Según el fragmento fuente, ¿por qué le pusieron el apodo de Cuca a quien narra?

Fragmento fuente —
-=-=-=-=-
A mí me entregaron la cédula, porque en ese tiempo era a los 21, y a los pocos días me llevaron a disputar la eliminatoria directa para clasificar al Mundial contra Perú, tras el retiro de Bolivia. No podía creer que yo, un puntero derecho que jugaba en el Atlético Bucaramanga, acabara de ser convocado por el maestro Adolfo Pedernera.
Aún tenía intacto el recuerdo de El Gordo Monsider, mi primer entrenador, motivándome a que jugara. Por esa época me apodaron Cuca, por las galletas que vendía para ayudar a mi padre Gustavo con los gastos del hogar. Hacía poco había debutado como profesional en el equipo de mi ciudad enfrentando a América en el Alfonso López y ya estaba vistiendo la camiseta de la selección. Todo fue muy rápido.
Pasamos esa eliminatoria contra todo pronóstico. Perú era favorito, pero nos impusimos 1-0 en Bogotá e igualamos 1-1 en Lima, cuando promediaba 1961. La gente estaba muy contenta en Colombia, pero nosotros ya estábamos pensando en el Mundial.
-=-=-=-=-
Datos suministrados —

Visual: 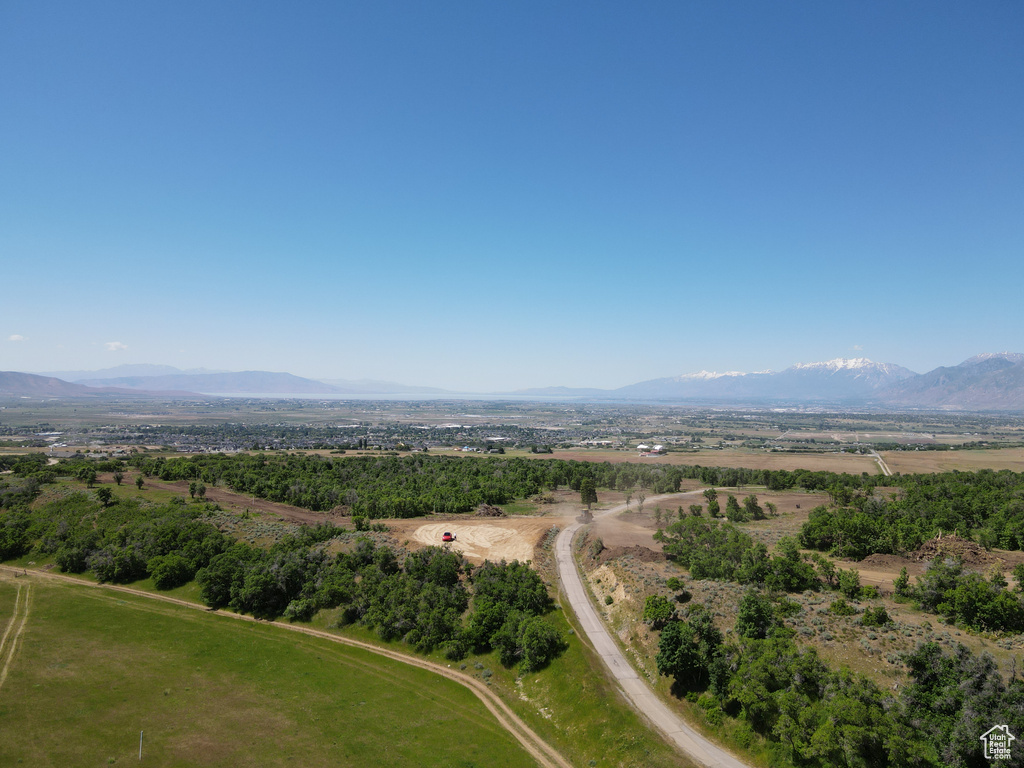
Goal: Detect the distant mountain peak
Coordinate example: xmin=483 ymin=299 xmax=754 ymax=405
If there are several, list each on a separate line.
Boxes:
xmin=961 ymin=352 xmax=1024 ymax=366
xmin=793 ymin=357 xmax=872 ymax=371
xmin=676 ymin=371 xmax=746 ymax=381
-=-=-=-=-
Tarea resuelta —
Por las galletas que vendía para ayudar a su padre Gustavo con los gastos del hogar.